►

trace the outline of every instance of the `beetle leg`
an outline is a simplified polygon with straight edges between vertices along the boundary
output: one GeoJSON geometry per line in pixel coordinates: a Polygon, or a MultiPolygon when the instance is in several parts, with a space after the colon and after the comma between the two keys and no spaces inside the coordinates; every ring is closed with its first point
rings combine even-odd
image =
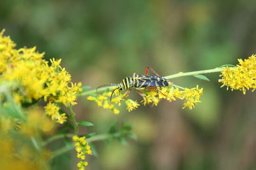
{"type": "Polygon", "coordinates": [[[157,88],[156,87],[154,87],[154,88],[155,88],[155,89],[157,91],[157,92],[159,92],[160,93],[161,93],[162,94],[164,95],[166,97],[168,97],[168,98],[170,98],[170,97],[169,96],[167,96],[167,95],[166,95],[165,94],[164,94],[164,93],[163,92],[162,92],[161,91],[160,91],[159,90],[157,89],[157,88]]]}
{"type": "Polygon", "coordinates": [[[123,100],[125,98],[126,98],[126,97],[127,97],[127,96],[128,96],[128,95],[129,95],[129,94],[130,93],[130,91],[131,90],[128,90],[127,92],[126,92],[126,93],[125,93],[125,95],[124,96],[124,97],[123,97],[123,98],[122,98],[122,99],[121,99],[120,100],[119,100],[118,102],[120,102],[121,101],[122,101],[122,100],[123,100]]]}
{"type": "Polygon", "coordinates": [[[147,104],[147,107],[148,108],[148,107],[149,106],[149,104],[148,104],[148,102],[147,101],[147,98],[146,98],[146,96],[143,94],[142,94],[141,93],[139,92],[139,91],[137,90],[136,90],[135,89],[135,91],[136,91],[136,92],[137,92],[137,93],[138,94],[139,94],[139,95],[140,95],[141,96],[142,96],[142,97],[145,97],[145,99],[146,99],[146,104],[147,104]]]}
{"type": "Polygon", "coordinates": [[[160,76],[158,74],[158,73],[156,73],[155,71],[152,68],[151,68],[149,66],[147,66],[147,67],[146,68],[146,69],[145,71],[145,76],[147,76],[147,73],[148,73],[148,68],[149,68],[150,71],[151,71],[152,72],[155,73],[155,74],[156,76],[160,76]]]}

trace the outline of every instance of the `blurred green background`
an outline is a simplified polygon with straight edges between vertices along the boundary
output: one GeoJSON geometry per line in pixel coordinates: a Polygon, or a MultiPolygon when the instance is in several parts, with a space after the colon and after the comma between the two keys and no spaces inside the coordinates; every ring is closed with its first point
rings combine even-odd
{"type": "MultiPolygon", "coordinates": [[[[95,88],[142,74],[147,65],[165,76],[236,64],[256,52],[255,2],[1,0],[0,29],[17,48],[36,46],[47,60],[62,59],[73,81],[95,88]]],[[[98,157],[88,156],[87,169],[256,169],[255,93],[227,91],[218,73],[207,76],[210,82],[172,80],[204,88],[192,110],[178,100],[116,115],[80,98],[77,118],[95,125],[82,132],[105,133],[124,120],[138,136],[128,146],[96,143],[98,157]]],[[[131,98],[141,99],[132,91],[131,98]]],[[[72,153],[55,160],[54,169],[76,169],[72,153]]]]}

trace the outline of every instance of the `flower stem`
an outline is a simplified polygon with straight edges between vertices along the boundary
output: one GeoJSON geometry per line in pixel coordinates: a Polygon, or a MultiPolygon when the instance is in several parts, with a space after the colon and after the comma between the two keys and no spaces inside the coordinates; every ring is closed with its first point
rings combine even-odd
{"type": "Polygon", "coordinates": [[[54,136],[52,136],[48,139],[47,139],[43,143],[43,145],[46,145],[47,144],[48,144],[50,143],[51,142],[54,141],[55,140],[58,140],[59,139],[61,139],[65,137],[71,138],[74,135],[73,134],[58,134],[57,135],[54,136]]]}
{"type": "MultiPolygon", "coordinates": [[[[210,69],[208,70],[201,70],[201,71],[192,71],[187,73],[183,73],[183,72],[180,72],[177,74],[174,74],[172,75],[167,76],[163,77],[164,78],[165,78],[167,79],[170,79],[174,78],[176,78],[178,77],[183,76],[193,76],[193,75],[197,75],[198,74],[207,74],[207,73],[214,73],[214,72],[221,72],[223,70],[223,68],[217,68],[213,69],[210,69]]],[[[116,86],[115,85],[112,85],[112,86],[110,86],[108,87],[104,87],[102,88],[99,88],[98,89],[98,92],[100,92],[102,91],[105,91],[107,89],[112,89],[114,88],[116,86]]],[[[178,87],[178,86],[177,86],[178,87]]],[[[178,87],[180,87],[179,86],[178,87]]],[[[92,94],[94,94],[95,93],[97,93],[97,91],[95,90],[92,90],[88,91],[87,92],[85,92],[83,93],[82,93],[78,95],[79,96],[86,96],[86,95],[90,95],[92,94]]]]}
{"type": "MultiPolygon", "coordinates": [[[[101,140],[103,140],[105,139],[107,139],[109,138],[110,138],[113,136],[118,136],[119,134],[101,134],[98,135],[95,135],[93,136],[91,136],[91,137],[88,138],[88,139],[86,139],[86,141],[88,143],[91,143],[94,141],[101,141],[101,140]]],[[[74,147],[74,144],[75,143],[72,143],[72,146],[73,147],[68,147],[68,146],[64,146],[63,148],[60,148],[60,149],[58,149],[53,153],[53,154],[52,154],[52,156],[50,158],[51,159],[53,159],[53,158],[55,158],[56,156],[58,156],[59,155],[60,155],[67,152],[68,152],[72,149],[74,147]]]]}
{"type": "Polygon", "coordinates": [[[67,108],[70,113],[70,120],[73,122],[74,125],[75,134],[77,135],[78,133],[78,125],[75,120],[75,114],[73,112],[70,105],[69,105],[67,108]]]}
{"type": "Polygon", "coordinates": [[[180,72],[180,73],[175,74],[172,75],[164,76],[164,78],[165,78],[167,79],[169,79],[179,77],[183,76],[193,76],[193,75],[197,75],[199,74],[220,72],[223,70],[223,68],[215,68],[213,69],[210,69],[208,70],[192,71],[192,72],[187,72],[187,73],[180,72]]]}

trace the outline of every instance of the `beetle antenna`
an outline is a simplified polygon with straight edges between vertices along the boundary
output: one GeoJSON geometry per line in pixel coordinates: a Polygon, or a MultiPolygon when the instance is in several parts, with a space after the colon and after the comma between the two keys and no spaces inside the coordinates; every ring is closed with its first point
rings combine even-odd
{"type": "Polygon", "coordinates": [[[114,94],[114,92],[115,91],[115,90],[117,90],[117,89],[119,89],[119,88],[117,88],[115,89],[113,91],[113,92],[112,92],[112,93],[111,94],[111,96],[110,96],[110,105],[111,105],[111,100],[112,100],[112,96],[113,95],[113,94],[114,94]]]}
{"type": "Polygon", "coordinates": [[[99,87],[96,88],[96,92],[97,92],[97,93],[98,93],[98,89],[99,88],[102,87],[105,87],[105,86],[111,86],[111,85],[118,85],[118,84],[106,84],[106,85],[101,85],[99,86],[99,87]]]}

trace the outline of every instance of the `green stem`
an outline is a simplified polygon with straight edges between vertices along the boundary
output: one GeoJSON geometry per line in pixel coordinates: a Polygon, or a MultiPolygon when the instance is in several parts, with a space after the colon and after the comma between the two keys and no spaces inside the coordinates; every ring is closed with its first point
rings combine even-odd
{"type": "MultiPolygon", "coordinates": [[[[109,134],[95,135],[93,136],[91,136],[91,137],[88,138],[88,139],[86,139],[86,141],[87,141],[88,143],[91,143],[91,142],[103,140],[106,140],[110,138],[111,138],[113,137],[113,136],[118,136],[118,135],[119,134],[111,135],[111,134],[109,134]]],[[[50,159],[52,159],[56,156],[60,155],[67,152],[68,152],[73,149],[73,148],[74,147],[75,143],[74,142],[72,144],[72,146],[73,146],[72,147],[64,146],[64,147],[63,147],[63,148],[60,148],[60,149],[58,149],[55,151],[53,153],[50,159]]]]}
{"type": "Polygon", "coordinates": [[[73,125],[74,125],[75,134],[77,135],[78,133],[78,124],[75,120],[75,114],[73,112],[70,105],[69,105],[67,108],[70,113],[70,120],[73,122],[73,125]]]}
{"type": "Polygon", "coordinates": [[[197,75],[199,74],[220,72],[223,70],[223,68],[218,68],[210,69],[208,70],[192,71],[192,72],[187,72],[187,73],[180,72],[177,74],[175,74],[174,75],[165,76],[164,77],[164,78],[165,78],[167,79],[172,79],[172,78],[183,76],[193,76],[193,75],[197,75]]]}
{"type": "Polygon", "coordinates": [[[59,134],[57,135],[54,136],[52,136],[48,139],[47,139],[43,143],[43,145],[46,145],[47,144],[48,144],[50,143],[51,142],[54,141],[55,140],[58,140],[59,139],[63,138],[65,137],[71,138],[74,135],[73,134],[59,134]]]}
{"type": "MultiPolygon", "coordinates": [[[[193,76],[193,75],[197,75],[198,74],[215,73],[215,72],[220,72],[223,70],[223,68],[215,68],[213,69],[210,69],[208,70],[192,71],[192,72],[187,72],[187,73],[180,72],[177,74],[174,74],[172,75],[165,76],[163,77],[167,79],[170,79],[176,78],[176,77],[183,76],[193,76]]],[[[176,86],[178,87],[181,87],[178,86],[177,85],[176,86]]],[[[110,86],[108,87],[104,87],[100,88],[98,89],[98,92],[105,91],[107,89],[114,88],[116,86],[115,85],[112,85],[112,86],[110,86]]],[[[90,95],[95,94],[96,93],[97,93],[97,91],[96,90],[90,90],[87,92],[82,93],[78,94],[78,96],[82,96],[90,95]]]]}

◄
►

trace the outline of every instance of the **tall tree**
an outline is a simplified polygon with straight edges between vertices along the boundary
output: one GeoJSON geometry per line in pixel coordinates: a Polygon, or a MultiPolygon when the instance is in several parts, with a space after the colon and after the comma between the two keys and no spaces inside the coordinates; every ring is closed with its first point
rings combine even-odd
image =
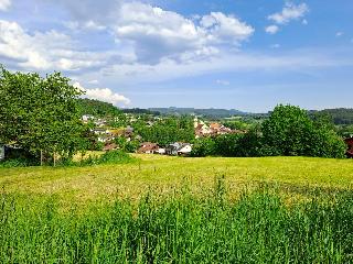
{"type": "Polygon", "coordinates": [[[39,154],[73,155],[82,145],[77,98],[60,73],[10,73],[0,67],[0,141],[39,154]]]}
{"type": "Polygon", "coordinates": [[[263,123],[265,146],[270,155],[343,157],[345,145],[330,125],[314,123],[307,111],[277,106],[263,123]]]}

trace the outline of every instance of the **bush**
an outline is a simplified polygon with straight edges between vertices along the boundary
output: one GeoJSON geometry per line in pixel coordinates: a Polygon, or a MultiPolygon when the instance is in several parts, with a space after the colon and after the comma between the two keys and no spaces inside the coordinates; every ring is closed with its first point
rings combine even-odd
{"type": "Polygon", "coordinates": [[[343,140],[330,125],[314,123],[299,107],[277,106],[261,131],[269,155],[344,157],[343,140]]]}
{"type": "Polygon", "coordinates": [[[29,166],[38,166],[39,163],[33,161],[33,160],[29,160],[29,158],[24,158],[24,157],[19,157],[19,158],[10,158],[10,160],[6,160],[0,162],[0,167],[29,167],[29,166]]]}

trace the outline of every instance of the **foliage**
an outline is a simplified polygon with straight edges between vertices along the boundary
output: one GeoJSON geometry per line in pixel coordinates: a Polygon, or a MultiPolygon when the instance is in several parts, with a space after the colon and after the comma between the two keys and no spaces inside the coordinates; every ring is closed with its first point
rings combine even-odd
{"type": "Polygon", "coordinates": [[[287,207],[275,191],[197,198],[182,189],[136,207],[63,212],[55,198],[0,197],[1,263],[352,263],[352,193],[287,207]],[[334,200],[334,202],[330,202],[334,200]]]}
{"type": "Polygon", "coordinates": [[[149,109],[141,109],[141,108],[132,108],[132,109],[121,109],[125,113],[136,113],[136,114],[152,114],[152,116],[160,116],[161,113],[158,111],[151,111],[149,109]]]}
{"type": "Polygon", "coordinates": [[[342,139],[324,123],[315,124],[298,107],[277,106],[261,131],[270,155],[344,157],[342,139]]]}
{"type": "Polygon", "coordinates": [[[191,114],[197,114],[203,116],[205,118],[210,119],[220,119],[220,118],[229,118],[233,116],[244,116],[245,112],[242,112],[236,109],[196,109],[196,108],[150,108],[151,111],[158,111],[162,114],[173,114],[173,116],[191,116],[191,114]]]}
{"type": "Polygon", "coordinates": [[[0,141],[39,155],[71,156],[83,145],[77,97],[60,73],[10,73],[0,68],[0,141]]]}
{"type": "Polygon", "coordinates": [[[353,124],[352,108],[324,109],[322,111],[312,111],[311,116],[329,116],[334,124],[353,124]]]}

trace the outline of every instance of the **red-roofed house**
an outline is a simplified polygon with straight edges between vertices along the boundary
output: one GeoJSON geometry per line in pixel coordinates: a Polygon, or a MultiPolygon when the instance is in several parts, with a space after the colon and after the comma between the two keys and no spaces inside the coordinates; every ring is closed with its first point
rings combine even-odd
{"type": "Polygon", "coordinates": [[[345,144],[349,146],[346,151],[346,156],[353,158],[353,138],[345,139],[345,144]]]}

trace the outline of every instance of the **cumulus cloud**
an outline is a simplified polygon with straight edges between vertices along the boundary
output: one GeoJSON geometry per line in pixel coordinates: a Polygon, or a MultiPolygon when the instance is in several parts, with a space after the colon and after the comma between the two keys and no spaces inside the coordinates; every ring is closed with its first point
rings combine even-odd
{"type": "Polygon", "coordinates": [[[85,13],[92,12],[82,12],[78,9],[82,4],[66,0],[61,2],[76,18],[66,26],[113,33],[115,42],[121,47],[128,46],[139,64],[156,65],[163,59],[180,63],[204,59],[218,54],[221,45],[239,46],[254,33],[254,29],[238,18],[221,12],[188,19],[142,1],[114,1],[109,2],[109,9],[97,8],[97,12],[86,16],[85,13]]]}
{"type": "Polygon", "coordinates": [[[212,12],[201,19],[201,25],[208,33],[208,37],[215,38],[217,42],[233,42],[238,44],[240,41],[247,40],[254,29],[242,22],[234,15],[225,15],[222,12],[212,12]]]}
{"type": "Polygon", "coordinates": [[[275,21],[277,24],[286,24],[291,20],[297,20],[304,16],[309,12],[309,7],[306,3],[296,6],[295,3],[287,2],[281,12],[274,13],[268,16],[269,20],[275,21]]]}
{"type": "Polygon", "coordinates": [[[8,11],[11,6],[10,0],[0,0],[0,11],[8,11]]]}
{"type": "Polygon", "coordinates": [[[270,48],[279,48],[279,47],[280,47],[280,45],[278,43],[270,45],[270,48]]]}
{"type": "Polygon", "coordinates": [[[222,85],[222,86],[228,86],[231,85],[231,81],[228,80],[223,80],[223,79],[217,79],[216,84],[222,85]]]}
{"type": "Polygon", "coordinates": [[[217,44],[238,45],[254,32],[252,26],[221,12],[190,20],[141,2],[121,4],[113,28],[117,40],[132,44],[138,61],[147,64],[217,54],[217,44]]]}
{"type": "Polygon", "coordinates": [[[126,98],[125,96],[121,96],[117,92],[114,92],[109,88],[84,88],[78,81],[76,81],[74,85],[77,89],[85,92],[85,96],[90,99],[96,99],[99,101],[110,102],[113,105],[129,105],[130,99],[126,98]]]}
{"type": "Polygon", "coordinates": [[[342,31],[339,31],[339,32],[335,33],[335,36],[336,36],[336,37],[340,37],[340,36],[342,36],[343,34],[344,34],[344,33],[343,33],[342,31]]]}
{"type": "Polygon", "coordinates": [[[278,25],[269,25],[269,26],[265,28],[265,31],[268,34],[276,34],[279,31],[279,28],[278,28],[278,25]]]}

◄

#### What you are asked to do
Gather every line of the records above that contains the string "green". Case counts.

#### Correct answer
trace the outline of every instance of the `blurred green background`
trace the outline of every instance of the `green stem`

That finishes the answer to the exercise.